● **EXERCISE PROMPT**
What follows is a listing; restate every line of it word for word.

● **PROVIDED ENTRIES**
Begin

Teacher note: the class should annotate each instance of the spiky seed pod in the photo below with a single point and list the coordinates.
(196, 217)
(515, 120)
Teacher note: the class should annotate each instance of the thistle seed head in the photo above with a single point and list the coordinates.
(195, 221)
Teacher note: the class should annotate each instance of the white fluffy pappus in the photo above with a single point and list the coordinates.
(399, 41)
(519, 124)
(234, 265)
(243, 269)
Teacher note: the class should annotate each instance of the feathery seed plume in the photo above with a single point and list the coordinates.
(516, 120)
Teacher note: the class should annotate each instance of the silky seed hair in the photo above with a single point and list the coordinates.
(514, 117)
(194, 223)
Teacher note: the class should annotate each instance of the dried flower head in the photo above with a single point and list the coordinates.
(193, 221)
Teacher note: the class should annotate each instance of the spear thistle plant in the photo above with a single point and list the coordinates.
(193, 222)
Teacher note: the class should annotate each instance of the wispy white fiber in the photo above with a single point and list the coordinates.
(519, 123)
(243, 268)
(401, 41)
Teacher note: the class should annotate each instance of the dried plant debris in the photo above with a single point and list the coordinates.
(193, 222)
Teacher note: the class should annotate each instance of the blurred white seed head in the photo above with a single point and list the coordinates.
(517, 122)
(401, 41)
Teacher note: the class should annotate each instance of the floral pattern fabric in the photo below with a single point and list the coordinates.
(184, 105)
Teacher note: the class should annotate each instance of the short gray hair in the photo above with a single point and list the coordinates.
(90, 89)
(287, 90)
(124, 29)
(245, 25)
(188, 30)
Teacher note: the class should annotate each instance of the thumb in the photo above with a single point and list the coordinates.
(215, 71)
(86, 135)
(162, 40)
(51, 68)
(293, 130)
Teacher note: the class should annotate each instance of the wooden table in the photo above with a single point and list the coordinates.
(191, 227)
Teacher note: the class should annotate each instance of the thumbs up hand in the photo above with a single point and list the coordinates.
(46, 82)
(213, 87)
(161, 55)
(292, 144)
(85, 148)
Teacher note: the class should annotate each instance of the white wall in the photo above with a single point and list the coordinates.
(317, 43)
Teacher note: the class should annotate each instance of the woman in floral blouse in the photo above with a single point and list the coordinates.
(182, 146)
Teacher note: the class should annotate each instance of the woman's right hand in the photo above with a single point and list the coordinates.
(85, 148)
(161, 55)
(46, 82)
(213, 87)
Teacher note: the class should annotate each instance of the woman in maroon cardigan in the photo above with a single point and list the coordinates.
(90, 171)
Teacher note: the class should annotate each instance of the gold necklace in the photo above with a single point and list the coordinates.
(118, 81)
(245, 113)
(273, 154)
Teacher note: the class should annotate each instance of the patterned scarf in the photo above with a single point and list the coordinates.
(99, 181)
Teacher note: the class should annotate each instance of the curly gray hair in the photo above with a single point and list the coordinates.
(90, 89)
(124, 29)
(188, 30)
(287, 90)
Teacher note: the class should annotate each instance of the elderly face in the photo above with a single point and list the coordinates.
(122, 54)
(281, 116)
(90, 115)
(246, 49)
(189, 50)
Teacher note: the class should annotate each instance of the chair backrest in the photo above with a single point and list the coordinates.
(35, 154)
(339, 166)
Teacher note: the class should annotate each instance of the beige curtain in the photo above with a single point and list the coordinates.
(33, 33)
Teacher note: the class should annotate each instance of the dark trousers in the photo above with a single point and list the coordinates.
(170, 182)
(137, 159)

End

● **FULL SOLUTION**
Teacher note: the class should annotate each instance of the spiky seed pod in the photo below with a single point and list the coordinates.
(196, 217)
(515, 120)
Teacher note: the class should annotate each instance of the thistle seed head in the photo above with a single point and list the coordinates.
(195, 221)
Teacher note: the class should annotate each instance of the white fluffy pappus in the photo above with a single point and list the coordinates.
(399, 41)
(519, 124)
(234, 265)
(243, 269)
Teacher note: the class should annotate each instance of the feathery seed plume in the photo above with a single point and list the coordinates.
(516, 120)
Teacher note: the class should annotate each instance of the silky seed hair in the photo above with a single point and list the coordinates.
(514, 117)
(194, 223)
Teacher note: the class should annotate each instance of the dried flower head in the photo above with a single point and list the coordinates.
(193, 221)
Teacher note: the class should annotate each instance of the spear thistle plant in the photo above with a single point and list the coordinates.
(193, 222)
Teacher note: the class should annotate each instance of the wispy white fiber in the photo above with a single point and list the coordinates.
(519, 123)
(243, 268)
(401, 41)
Teacher note: the class should annotate each instance of the dried plant debris in the photo above with a single point and list the coordinates.
(193, 222)
Teacher note: the class should annotate each instance of the blurred white seed head in the photo above with a single point and list the coordinates.
(517, 122)
(401, 41)
Teacher note: the class should annotate each instance of the floral pattern fabric in the photo below with a single point and list the coordinates.
(184, 105)
Teacher note: the class should annotate each instance of the short gray hair in the photo above with a single point and list the coordinates.
(90, 89)
(287, 90)
(124, 29)
(245, 25)
(188, 30)
Teacher note: the class should annotate each instance of the thumb in the photo above with a single point and list the coordinates.
(215, 71)
(86, 135)
(162, 40)
(51, 68)
(293, 130)
Teacher note: the class should annotate each instance of the wooden table in the photo above with a single point and list the coordinates.
(191, 227)
Teacher note: the class should annotate each instance of the thumbs up hand in the photo above with a single point and list the coordinates.
(46, 82)
(213, 87)
(161, 55)
(292, 144)
(85, 148)
Teacher note: the class should annotate each instance of the white wall in the photo above with a single point and list the coordinates.
(317, 43)
Teacher note: the class should annotate each instance of the woman in floral blouse in the photo above with a single point and list the coordinates.
(182, 146)
Teacher note: the class should annotate each instance of the woman's right hand in the photo above with a single point and list the coordinates.
(85, 148)
(161, 55)
(46, 82)
(213, 87)
Teacher note: the class should annotate each instance of the woman in maroon cardigan in the photo above with a single point and list the coordinates.
(90, 171)
Teacher note: the class should annotate each instance of the gold necklace in the photo above with a single point and list the coordinates.
(118, 81)
(245, 113)
(273, 154)
Teacher note: the class should annotate each instance of the patterned scarf in the photo above with a single point and list the coordinates.
(99, 181)
Teacher note: the class should annotate each instance of the curly gray hair in the photo above with a single point and list the coordinates.
(90, 89)
(124, 29)
(188, 30)
(287, 90)
Teacher note: the class should annotate each instance of the elderly face in the photo above with a single point and list the coordinates.
(122, 54)
(281, 116)
(90, 115)
(246, 49)
(189, 50)
Teacher note: the class should annotate each instance of the chair backrest in the photo above with a single point and list the coordinates.
(35, 154)
(339, 166)
Teacher note: the class should annotate each instance of the beige curtain in the photo above with a single point and list the coordinates.
(33, 33)
Teacher note: the class should annotate each instance of the dark trousers in the photo above with a single point and list the coordinates.
(170, 182)
(137, 159)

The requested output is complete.